▸ **Given task**
Lay out the data below as a numbered list with blank lines dropped, starting with the line that contains "Category: blond man in water" and going on through the line that contains "pixel 559 40". Include only those lines.
— start —
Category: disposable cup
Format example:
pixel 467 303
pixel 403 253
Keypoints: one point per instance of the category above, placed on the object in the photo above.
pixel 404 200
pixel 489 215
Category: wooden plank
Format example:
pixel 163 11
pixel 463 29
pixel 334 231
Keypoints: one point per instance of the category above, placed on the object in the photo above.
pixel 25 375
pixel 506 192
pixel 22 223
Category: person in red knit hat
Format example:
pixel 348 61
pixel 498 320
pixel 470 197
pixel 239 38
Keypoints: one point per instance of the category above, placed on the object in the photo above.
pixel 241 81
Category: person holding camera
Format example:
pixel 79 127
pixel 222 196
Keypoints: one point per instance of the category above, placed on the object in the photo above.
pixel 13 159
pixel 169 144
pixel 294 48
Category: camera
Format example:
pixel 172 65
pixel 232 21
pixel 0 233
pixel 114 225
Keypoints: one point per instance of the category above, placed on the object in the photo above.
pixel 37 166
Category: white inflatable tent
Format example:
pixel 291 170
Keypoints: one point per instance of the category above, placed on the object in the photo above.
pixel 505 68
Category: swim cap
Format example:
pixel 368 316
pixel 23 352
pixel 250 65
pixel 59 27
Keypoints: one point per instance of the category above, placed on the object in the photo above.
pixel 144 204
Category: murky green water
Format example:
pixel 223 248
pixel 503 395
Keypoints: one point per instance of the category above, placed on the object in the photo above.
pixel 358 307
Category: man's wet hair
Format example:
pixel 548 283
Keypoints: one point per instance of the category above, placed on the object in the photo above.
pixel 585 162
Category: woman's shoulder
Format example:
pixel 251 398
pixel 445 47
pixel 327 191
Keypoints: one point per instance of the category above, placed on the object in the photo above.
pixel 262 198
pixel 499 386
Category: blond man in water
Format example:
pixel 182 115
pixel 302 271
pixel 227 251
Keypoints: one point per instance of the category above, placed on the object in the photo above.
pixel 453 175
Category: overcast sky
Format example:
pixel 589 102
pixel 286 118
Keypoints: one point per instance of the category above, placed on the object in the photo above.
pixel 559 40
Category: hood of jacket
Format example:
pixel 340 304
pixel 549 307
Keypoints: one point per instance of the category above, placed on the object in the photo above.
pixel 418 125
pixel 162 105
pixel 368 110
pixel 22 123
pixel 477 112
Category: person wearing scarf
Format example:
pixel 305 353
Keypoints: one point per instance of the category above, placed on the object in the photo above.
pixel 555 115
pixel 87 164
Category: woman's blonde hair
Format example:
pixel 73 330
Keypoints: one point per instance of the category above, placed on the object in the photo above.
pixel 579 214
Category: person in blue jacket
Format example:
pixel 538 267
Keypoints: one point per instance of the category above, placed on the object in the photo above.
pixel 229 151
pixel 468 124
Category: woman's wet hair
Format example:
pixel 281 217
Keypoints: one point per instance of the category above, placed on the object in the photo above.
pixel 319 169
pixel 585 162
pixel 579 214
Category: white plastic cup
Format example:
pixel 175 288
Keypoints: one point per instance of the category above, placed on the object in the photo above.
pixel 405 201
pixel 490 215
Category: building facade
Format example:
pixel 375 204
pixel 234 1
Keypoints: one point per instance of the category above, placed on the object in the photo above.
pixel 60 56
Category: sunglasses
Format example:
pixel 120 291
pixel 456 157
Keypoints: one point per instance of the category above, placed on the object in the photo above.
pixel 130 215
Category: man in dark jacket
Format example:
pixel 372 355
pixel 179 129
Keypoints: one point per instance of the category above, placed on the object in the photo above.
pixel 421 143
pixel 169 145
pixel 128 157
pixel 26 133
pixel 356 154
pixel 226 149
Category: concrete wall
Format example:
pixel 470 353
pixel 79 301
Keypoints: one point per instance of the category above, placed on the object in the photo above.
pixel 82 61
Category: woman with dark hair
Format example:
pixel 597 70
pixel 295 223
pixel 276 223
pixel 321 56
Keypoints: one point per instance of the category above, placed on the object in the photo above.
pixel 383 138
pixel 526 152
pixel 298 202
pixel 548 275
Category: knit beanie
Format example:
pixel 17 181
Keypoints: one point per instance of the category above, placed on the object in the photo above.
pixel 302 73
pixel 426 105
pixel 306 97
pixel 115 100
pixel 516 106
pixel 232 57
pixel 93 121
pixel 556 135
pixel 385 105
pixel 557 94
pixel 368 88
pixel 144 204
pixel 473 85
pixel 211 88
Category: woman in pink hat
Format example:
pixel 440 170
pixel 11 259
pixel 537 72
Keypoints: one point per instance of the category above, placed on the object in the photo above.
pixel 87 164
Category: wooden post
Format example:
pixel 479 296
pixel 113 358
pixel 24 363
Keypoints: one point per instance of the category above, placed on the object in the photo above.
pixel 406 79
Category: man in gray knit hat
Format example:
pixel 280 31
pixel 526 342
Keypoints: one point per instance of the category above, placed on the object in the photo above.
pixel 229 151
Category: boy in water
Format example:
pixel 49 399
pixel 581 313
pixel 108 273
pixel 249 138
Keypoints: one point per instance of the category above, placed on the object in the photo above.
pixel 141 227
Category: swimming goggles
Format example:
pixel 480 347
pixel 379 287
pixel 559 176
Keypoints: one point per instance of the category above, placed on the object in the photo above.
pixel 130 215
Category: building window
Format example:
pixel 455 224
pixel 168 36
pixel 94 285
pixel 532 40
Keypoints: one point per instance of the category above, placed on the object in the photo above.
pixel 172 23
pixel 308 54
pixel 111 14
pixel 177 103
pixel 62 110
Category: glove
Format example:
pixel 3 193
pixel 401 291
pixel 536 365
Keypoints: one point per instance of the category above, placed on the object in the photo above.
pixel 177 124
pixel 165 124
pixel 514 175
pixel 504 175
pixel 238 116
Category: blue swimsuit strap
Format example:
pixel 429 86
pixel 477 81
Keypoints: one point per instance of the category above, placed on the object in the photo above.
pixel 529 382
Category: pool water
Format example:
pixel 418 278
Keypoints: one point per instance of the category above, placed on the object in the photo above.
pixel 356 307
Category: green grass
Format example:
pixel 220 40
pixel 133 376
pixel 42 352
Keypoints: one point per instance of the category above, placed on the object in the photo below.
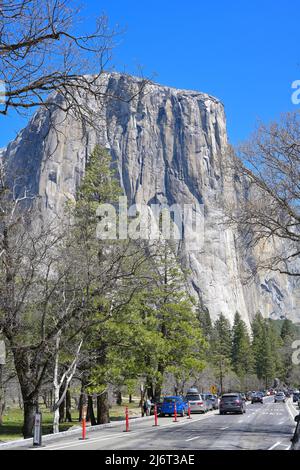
pixel 13 420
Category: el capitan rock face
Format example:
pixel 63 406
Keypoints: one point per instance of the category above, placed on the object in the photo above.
pixel 170 147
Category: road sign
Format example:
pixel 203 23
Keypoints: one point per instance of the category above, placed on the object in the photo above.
pixel 2 353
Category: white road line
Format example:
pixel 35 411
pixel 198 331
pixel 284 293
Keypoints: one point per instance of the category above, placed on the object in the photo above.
pixel 275 445
pixel 290 412
pixel 192 438
pixel 123 434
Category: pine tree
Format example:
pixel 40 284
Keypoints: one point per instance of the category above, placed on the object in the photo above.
pixel 241 348
pixel 222 337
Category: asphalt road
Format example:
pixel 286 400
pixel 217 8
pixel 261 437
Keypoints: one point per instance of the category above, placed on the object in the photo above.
pixel 264 427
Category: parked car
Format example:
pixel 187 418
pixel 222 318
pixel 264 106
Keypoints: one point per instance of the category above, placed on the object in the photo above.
pixel 158 406
pixel 168 406
pixel 213 399
pixel 279 397
pixel 232 403
pixel 257 397
pixel 198 402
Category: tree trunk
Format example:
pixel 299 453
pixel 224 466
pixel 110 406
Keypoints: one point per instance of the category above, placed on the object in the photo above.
pixel 2 395
pixel 90 411
pixel 68 407
pixel 30 408
pixel 119 397
pixel 62 406
pixel 80 406
pixel 102 408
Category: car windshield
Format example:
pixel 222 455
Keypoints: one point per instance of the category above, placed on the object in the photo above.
pixel 193 397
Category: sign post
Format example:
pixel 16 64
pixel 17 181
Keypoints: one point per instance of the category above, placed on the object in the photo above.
pixel 37 436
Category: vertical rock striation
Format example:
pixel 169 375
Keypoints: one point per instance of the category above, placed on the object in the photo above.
pixel 170 146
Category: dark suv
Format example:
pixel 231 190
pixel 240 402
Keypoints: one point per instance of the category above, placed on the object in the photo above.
pixel 257 397
pixel 232 403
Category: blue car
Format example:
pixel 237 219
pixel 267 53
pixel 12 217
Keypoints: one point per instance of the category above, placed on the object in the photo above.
pixel 168 406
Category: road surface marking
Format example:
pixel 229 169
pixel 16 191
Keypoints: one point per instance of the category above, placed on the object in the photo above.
pixel 192 438
pixel 123 434
pixel 275 445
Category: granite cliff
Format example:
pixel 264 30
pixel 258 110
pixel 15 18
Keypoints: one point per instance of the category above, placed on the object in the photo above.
pixel 170 146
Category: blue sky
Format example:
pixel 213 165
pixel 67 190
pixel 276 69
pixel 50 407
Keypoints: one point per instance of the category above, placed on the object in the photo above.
pixel 246 53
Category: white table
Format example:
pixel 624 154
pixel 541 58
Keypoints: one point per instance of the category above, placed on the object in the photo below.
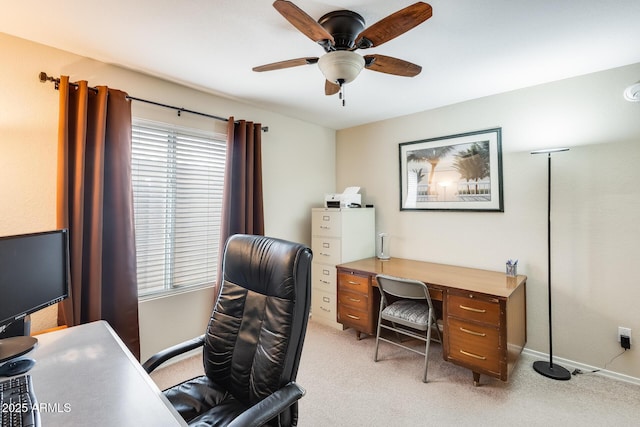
pixel 85 376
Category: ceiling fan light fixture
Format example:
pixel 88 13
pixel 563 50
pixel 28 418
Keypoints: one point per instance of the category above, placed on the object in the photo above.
pixel 632 93
pixel 341 66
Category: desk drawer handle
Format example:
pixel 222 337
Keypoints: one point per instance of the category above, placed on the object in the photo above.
pixel 478 334
pixel 475 310
pixel 466 353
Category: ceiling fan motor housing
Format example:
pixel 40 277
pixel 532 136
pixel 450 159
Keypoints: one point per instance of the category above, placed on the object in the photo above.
pixel 344 26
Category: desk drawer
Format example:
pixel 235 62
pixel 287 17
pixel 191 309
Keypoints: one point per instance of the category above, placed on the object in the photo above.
pixel 354 300
pixel 475 345
pixel 353 283
pixel 474 307
pixel 323 304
— end —
▸ **Answer in full**
1. Category: blond man in water
2. Format example:
3. pixel 182 115
4. pixel 302 271
5. pixel 227 251
6. Keypoints: one point per instance of the category above, placed on the object in the photo above.
7. pixel 453 175
8. Category: overcast sky
9. Format example:
10. pixel 589 102
11. pixel 286 118
12. Keypoints: one point per instance of the category above, placed on the object in the photo above.
13. pixel 559 40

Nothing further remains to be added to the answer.